- **Input material**

--

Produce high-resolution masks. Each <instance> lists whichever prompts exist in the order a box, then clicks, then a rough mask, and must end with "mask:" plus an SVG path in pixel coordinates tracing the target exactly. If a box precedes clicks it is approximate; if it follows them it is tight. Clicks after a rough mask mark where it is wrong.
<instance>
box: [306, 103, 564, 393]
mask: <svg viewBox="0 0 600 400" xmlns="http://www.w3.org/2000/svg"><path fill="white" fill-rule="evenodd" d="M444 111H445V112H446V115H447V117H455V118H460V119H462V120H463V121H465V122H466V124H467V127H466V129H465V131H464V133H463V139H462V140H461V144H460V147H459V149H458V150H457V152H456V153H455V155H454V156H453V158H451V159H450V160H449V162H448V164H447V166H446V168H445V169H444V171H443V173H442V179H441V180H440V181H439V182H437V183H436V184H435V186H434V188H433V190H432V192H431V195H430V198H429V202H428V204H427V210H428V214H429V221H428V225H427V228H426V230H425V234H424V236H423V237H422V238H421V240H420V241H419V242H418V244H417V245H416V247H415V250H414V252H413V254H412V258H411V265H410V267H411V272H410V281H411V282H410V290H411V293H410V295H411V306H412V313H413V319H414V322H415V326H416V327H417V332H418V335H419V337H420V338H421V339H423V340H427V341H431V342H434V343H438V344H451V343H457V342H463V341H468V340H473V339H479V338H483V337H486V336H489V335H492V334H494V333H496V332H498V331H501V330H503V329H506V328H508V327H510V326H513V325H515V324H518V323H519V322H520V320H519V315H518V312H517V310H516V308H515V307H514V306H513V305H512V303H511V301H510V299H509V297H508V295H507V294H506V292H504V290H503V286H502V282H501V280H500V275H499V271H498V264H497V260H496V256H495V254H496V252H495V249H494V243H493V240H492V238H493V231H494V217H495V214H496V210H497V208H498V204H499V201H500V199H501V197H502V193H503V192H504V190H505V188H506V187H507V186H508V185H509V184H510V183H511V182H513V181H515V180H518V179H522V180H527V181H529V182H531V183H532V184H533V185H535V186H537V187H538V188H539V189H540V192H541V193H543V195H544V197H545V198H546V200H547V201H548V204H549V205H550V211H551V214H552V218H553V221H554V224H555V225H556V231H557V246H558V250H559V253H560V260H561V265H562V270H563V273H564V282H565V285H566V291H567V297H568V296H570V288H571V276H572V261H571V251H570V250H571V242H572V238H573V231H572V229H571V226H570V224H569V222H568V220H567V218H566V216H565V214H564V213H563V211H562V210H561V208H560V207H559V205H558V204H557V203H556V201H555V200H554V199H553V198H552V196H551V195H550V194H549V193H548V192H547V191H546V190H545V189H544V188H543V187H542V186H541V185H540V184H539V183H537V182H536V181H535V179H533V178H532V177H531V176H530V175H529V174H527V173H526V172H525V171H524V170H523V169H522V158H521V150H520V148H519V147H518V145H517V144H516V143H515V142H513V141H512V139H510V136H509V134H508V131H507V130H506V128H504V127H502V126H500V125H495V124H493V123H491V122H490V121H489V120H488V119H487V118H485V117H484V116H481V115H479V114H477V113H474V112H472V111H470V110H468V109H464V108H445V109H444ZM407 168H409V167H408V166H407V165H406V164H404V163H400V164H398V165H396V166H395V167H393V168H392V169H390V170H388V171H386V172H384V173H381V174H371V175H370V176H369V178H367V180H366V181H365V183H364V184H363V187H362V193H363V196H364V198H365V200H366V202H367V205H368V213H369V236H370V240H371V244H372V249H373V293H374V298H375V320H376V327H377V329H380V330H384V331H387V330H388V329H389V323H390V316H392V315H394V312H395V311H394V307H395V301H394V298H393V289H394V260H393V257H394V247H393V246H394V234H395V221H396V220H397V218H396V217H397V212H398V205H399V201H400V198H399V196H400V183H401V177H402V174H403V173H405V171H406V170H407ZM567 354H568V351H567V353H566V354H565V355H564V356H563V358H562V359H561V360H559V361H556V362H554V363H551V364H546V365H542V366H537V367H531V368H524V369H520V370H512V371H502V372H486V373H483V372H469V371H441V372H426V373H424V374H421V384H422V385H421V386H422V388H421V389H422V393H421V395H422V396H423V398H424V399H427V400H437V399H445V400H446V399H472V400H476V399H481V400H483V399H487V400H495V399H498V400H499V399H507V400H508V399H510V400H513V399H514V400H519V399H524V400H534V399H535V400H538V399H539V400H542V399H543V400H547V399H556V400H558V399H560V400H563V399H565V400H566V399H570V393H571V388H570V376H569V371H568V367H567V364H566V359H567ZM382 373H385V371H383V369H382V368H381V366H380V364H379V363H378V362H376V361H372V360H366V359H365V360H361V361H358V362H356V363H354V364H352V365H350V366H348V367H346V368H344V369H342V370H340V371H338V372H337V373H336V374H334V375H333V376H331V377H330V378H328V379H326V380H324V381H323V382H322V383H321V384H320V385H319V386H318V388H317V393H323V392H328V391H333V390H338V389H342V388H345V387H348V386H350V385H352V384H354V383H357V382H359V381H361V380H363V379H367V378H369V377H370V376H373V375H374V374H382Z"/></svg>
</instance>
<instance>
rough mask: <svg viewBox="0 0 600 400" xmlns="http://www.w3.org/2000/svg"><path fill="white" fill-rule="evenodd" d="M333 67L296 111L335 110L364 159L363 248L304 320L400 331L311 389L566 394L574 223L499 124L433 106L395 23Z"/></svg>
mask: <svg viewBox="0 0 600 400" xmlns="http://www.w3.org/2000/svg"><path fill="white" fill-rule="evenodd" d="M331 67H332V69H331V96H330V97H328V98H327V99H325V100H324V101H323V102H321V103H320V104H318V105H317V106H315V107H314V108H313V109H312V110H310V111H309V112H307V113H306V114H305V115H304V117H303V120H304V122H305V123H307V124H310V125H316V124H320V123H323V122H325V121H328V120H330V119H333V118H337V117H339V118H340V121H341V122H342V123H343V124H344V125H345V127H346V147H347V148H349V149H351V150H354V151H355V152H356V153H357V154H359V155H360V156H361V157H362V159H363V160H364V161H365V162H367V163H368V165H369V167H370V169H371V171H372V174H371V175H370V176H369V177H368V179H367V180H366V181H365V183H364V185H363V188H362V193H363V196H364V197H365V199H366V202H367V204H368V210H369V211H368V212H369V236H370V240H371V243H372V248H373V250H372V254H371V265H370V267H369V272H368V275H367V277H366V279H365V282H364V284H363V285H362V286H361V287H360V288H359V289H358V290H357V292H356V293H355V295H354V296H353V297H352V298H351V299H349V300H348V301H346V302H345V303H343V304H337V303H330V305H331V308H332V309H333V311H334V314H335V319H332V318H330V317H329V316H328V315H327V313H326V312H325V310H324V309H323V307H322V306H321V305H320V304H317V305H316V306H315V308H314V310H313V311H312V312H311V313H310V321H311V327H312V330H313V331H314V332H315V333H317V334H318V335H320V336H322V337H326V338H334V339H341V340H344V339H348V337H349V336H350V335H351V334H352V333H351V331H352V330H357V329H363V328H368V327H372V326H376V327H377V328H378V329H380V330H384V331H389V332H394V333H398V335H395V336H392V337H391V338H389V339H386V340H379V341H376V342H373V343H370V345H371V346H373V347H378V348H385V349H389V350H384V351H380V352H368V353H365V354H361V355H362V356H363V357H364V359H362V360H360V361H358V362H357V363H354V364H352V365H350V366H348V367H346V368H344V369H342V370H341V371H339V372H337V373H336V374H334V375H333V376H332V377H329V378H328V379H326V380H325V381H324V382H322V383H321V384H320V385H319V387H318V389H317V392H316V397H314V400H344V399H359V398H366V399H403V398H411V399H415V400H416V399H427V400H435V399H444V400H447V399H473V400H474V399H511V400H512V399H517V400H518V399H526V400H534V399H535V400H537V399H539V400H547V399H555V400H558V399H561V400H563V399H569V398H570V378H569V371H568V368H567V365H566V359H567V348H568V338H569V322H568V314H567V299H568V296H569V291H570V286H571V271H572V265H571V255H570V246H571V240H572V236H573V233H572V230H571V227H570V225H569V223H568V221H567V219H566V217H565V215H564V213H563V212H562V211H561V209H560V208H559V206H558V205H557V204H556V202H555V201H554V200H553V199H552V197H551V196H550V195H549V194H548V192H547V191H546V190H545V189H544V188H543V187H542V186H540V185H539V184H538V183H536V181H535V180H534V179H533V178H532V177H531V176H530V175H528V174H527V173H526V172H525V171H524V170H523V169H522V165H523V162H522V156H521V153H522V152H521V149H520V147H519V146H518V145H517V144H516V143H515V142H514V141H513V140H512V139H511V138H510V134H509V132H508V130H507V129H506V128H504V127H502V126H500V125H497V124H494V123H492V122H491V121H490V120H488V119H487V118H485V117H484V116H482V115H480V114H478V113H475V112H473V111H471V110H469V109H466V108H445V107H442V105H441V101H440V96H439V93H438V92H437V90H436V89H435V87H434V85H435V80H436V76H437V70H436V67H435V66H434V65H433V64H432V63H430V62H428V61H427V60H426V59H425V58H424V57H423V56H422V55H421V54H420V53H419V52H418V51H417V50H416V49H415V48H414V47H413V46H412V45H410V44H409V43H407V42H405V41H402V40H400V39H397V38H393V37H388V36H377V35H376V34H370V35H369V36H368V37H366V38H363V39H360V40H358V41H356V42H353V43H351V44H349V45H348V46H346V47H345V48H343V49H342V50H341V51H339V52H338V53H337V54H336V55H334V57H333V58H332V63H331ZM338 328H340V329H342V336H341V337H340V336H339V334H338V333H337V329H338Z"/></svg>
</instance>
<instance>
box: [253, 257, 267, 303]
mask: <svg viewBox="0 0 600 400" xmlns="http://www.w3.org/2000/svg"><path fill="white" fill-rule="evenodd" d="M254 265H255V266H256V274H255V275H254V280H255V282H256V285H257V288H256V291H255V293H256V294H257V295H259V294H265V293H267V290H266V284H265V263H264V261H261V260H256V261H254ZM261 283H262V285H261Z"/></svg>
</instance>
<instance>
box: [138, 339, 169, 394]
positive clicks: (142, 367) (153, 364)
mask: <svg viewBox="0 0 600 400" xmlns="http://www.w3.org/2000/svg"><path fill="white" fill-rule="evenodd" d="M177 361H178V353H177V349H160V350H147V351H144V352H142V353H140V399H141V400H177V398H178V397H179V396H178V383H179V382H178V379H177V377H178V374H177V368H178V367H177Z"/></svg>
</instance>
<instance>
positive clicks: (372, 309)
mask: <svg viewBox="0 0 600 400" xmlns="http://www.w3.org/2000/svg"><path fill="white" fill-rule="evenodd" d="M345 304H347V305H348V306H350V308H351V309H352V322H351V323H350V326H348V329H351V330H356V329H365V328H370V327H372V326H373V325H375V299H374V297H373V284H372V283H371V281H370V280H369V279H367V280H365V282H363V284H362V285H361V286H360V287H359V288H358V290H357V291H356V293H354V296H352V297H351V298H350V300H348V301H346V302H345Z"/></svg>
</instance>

--

- **Your goal**
Find "positive" in the data above. Report each line where it appears.

- **Response to the task**
positive clicks: (142, 367) (153, 364)
positive clicks: (372, 309)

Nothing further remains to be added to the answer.